AIM -> Rewrite the material below as a numbered list with one line per entry, skipping any blank lines. Leave the pictures out.

DATASET ENTRIES ->
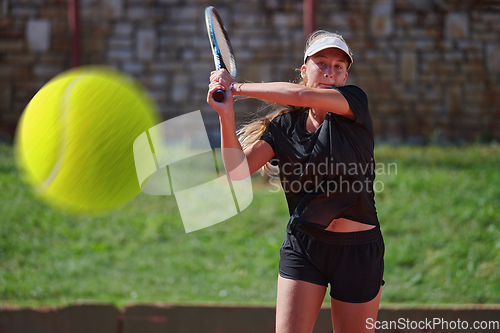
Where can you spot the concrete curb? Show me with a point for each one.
(89, 318)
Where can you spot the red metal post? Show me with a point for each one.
(309, 10)
(74, 27)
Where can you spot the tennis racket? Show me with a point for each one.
(221, 47)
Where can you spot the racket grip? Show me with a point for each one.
(218, 96)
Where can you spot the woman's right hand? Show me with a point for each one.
(221, 80)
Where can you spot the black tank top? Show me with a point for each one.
(327, 174)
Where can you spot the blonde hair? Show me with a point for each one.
(249, 133)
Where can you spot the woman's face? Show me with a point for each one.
(325, 69)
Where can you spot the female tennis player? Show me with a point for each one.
(322, 139)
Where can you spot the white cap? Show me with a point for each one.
(325, 43)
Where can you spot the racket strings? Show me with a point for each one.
(225, 50)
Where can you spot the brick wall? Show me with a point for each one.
(431, 68)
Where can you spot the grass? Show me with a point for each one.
(440, 216)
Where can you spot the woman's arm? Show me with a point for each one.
(256, 155)
(329, 100)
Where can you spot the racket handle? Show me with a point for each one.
(218, 96)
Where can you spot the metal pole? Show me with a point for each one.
(74, 27)
(309, 10)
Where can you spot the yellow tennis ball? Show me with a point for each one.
(74, 141)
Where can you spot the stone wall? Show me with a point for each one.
(85, 318)
(431, 68)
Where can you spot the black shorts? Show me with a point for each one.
(352, 262)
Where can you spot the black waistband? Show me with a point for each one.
(357, 237)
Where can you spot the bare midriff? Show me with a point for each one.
(345, 225)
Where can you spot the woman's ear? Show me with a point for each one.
(345, 78)
(303, 72)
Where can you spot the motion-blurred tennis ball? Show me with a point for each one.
(74, 142)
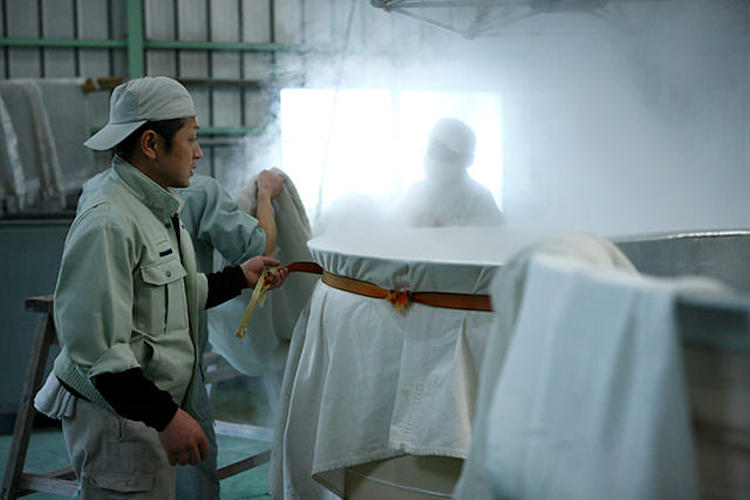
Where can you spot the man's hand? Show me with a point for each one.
(269, 185)
(253, 268)
(183, 440)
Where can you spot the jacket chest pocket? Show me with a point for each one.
(160, 303)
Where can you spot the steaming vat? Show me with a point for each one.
(366, 382)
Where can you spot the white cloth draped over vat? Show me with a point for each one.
(264, 348)
(364, 381)
(582, 393)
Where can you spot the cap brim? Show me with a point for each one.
(112, 135)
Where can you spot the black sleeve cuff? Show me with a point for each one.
(224, 285)
(135, 397)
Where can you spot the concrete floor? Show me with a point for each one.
(241, 400)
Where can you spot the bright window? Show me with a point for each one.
(371, 142)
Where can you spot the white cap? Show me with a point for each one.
(455, 135)
(133, 103)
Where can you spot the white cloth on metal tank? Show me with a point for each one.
(265, 347)
(588, 399)
(365, 382)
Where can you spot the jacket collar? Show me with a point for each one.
(163, 202)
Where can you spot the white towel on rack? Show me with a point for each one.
(591, 399)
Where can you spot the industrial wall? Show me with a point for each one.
(632, 121)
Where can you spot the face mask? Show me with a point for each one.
(441, 164)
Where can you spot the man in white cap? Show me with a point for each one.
(214, 222)
(448, 196)
(127, 302)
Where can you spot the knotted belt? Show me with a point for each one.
(399, 298)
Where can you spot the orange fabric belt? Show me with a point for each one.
(399, 298)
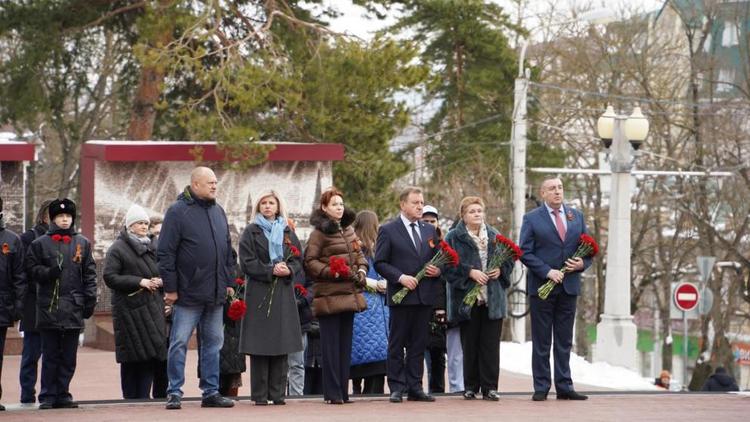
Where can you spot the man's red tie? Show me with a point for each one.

FINAL RESULT ->
1. Where can you spot the concrete curb? Show me with a point for each one.
2. (89, 318)
3. Where can you spot the red metal post? Show me with a point for each one.
4. (309, 10)
5. (74, 27)
6. Where can you spot the tennis racket? Show me with a point for each one.
7. (221, 47)
8. Where can you spot the racket grip? Show me with a point for each one.
9. (218, 96)
10. Where can you spot the woman's right hand? Show me with a point for each one.
11. (221, 80)
12. Where can you spot the black tank top? Show me with a point for each one.
13. (327, 174)
14. Where can you spot the blonde hair? Show me with a point for each one.
15. (249, 133)
16. Where can you spot the woman's face? Show me with a point for each one.
17. (325, 69)
18. Where can you spot the female tennis player? Show me with a point for each one.
19. (322, 139)
20. Where can you spot the white cap? Show me with a point for each one.
21. (325, 43)
22. Where can you spot the racket strings? Show me with a point for each one.
23. (225, 50)
24. Where can you spot the brick wall? Show me with a point for each one.
25. (431, 68)
26. Where can you spot the grass? Show me with a point for each one.
27. (440, 216)
28. Where can you spot the woman's arm? Show me with a point for each one.
29. (256, 155)
30. (329, 100)
31. Where can you spot the racket handle? Show me with a point for each one.
32. (218, 96)
33. Where can you spot the metal pole? Show me with a point for each one.
34. (74, 27)
35. (309, 10)
36. Where can you spot the yellow tennis ball? Show me with a point for each one.
37. (74, 141)
38. Where can you spot the stone wall? Show me with a point for each one.
39. (85, 318)
40. (431, 68)
41. Where can you spot the black shorts? Show me with a point for each one.
42. (352, 262)
43. Where can you spot the black waistband? Show me with a point for each one.
44. (357, 237)
45. Where can you spot the bare midriff? Show me with a point for each one.
46. (345, 225)
47. Where can you spot the woman's ear? Show me with a point for each one.
48. (345, 78)
49. (303, 72)
50. Where can you spot the motion-blurred tennis ball? Show me with a point for each one.
51. (74, 142)
52. Where can you spot the man's hand? Show me with a point for each one.
53. (269, 185)
54. (253, 268)
55. (183, 440)
56. Where can you spot the jacket chest pocket? Show me with a point for each one.
57. (160, 303)
58. Where can you spot the steaming vat? Show me with a point for each one.
59. (366, 382)
60. Where can you spot the white cloth draped over vat? Show me with a point for each one.
61. (264, 348)
62. (364, 381)
63. (582, 393)
64. Where can you spot the cap brim? Show me with a point for each one.
65. (112, 135)
66. Where can you spot the black sleeve cuff? Show me with a point for each one.
67. (224, 285)
68. (135, 397)
69. Where can you spot the concrete floor? Show me with a point for each one.
70. (241, 400)
71. Where can you spot the bright window? Show me with a point for each one.
72. (371, 142)
73. Where can you spot the white cap? Show me with a point for each one.
74. (455, 135)
75. (133, 103)
76. Where can you spot the white cloth on metal tank? Show me with a point for each one.
77. (265, 347)
78. (588, 399)
79. (365, 382)
80. Where can you spot the jacket collar? Show me with a point for each one.
81. (163, 202)
82. Where can you spot the white towel on rack? Show me with a point for each one.
83. (591, 399)
84. Where can you spot the industrial wall? Show me with a point for each one.
85. (632, 121)
86. Where can you spot the face mask? Show me with a point for each one.
87. (441, 164)
88. Where can you spot the man in white cap? Show me with a point for each one.
89. (214, 222)
90. (448, 196)
91. (127, 302)
92. Where can you spot the knotted belt? Show me with a point for each one.
93. (399, 298)
94. Where can you spot the orange fabric belt? Show me with a point for each one.
95. (399, 298)
96. Where can you spot the man's red tie? Show me with a point for each one.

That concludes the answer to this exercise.